■ Kurze Aufgabe
Schreib die Zeilen der folgenden Daten unverändert ab, und zwar vom Anfang bis einschließlich der Zeile mit "x=272 y=192".

■ Aufgelistete Einträge
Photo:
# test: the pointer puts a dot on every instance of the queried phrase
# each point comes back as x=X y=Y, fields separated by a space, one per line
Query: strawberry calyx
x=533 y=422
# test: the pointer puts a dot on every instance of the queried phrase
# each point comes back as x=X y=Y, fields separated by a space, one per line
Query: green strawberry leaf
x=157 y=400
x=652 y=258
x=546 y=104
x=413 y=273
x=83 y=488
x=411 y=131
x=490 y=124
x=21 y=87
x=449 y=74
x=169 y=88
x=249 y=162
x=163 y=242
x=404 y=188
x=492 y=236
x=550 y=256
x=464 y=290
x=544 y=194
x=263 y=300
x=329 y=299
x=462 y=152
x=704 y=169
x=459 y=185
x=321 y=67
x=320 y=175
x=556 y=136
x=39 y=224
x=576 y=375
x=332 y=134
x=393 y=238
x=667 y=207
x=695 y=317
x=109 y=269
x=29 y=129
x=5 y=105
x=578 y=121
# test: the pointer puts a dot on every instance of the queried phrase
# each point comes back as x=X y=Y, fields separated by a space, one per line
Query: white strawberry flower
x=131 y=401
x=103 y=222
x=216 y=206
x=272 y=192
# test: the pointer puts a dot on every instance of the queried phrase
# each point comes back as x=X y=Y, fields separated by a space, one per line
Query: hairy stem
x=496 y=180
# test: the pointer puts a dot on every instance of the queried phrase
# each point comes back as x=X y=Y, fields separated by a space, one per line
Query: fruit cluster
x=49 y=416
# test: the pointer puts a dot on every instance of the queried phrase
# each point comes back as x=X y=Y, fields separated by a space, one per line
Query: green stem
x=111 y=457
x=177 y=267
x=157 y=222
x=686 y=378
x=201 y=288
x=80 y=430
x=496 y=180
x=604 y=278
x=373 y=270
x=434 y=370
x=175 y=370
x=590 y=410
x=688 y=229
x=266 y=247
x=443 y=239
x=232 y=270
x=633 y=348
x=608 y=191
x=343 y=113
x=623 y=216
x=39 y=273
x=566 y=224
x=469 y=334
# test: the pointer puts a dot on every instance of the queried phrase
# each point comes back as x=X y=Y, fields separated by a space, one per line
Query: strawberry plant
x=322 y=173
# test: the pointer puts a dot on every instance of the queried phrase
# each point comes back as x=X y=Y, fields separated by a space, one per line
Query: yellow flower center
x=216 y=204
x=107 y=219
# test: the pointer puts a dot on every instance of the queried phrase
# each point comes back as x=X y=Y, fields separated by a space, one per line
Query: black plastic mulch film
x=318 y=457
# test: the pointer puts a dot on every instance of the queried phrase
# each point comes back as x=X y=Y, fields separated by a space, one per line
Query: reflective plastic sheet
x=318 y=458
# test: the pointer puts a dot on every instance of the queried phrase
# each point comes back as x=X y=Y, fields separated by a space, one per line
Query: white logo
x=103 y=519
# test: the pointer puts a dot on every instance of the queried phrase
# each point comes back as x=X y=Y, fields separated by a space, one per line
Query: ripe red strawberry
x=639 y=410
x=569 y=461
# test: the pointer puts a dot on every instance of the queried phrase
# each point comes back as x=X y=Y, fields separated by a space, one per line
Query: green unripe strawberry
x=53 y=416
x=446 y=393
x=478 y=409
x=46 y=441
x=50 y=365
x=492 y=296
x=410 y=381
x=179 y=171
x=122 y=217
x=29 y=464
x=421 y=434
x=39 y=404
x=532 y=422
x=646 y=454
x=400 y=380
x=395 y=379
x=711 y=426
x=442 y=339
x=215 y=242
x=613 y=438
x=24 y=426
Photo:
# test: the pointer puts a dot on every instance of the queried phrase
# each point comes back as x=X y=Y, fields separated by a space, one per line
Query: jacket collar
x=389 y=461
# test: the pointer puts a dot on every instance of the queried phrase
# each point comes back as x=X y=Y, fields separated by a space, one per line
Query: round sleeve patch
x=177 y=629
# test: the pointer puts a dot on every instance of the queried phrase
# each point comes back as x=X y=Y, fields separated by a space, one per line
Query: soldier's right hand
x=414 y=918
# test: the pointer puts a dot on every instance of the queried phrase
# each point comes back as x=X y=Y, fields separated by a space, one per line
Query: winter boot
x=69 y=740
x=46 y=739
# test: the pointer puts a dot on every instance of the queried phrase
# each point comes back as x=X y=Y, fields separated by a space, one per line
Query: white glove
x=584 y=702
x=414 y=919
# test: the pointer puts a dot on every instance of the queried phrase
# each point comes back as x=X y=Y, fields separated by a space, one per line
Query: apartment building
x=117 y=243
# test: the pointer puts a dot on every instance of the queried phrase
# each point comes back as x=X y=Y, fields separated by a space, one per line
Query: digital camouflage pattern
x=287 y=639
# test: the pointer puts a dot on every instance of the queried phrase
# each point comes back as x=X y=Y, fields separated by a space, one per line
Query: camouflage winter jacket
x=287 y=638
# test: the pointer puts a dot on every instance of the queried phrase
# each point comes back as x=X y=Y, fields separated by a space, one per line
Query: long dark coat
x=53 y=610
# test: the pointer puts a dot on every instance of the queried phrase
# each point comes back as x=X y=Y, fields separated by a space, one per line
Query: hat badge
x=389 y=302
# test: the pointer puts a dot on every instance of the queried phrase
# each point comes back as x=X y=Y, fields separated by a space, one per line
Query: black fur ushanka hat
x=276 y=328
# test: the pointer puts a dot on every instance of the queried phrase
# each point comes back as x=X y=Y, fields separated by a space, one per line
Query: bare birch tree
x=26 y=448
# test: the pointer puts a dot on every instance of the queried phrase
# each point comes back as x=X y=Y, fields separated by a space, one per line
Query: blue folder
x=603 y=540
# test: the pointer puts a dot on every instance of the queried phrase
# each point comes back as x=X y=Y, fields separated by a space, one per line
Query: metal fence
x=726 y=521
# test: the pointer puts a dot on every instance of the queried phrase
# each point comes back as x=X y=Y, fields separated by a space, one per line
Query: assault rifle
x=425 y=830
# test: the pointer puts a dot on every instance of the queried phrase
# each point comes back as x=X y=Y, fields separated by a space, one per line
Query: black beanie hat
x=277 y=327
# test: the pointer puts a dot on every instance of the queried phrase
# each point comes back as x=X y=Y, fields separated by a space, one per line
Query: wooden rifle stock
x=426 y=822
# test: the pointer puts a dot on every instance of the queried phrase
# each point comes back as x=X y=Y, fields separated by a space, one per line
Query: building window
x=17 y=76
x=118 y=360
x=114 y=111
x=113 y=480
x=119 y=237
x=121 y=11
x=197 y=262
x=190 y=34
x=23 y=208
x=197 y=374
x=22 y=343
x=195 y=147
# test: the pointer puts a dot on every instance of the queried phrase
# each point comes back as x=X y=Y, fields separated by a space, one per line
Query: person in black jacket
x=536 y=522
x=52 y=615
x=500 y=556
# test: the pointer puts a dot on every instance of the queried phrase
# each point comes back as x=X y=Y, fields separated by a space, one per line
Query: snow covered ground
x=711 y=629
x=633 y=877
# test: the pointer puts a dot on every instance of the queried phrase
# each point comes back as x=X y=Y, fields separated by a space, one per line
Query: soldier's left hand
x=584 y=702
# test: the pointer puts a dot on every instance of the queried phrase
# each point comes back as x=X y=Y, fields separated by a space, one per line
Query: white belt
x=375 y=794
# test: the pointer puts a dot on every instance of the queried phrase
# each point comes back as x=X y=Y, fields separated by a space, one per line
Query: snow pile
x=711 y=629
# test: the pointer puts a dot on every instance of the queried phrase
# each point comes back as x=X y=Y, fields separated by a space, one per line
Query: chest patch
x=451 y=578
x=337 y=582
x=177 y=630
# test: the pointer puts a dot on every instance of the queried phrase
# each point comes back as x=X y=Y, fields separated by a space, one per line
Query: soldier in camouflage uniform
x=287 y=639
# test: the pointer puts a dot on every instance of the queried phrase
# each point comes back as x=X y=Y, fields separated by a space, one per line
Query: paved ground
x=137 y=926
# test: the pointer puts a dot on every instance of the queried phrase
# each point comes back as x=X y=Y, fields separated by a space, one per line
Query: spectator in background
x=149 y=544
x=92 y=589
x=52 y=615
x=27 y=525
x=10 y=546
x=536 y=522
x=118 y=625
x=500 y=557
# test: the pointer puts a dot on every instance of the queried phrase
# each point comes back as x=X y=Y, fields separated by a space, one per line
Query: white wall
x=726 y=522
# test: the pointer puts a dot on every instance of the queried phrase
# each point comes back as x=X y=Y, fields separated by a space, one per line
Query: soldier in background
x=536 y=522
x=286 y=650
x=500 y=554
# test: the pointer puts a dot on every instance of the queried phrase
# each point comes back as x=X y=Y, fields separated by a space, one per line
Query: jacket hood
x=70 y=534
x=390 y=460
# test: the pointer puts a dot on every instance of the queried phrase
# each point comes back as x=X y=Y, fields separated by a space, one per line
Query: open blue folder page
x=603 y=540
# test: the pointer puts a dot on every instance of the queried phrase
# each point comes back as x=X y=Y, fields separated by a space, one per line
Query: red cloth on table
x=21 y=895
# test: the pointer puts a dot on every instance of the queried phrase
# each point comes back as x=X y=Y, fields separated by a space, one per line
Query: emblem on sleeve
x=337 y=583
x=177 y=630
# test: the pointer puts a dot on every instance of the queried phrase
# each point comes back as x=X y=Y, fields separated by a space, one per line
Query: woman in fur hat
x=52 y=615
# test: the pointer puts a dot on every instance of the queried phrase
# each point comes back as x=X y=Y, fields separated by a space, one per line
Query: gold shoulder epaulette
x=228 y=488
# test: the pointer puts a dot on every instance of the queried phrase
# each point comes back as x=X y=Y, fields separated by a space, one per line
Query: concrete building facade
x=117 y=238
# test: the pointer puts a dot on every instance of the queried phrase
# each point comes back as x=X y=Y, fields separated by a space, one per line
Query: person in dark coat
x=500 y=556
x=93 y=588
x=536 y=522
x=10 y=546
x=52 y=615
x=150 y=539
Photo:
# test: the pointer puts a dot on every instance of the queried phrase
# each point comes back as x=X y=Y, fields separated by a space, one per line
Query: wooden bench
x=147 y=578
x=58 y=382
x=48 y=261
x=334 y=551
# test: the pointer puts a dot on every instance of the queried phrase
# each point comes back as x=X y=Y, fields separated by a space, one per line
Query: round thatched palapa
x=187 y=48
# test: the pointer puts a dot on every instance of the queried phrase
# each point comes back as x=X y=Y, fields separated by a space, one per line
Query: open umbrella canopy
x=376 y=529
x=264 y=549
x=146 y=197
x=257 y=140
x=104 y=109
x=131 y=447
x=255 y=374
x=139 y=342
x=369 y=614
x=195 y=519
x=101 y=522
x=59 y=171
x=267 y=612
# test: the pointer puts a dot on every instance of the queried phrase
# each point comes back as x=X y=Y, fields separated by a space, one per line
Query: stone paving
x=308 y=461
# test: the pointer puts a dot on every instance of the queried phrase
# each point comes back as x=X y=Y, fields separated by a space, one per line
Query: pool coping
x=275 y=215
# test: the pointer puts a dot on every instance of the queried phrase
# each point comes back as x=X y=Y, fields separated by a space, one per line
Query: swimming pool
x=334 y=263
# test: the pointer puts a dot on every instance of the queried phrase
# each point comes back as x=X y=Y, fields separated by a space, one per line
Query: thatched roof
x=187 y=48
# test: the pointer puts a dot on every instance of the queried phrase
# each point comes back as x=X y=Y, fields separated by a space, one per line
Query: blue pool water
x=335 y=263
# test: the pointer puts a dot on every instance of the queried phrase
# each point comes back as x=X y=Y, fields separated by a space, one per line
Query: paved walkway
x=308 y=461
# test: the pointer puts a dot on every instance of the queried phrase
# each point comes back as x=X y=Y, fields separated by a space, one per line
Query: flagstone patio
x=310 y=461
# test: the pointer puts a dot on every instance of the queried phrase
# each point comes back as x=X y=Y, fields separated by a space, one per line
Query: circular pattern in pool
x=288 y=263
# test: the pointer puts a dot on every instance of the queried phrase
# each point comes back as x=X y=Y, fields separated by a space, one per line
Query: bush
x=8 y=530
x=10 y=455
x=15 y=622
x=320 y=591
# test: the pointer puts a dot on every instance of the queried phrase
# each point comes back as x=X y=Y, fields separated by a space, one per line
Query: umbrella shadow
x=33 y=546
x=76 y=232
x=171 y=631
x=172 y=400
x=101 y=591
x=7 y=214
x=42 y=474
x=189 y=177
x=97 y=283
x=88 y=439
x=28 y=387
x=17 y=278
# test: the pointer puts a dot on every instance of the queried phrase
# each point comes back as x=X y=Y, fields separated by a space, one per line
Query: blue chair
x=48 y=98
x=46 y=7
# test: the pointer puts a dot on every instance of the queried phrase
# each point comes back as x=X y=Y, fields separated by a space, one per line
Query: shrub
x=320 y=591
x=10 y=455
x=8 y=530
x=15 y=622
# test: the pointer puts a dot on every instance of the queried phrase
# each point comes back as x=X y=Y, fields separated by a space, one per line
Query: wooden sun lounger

■ Lösung
Photo:
# test: the pointer puts a dot on every instance of the queried phrase
# each point comes back as x=X y=Y, fields separated by a space, one per line
Query: strawberry calyx
x=533 y=422
# test: the pointer puts a dot on every instance of the queried phrase
# each point comes back as x=X y=Y, fields separated by a space, one per line
Query: green strawberry leaf
x=157 y=400
x=652 y=258
x=546 y=104
x=413 y=273
x=83 y=488
x=411 y=131
x=490 y=124
x=21 y=87
x=449 y=74
x=169 y=88
x=249 y=162
x=163 y=242
x=404 y=188
x=492 y=236
x=550 y=256
x=464 y=290
x=544 y=194
x=263 y=300
x=329 y=299
x=462 y=152
x=704 y=169
x=459 y=185
x=321 y=67
x=320 y=175
x=556 y=136
x=39 y=224
x=576 y=375
x=332 y=134
x=393 y=238
x=667 y=207
x=695 y=317
x=109 y=269
x=29 y=129
x=5 y=105
x=578 y=121
# test: the pointer puts a dot on every instance of the queried phrase
# each point comes back as x=X y=Y, fields separated by a space, one per line
Query: white strawberry flower
x=131 y=401
x=103 y=222
x=216 y=206
x=272 y=192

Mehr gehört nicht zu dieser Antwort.